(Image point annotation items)
----------
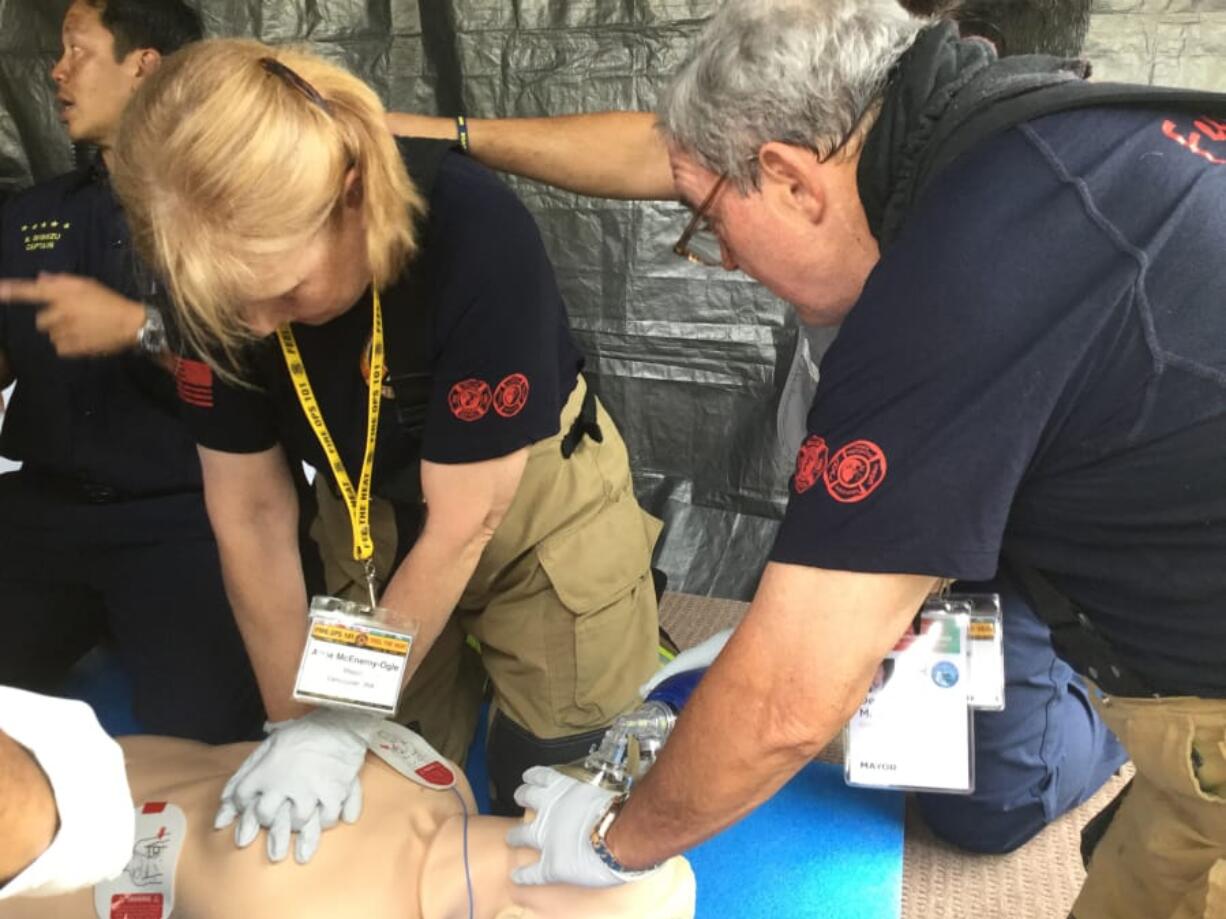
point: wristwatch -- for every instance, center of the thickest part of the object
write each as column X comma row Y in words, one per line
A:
column 602, row 849
column 151, row 336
----------
Written exercise: Please output these items as a two-column CSV with the headers "prompt" and "points", one row per item, putting each item's text and its answer in one quoted field each with line breaks turned into spaces. Leave the pictures out.

Answer to this task:
prompt,points
"point: wristwatch -- for every instance, center of the thickest part of the object write each as column X comma row Y in words, one per line A:","column 602, row 849 column 151, row 336"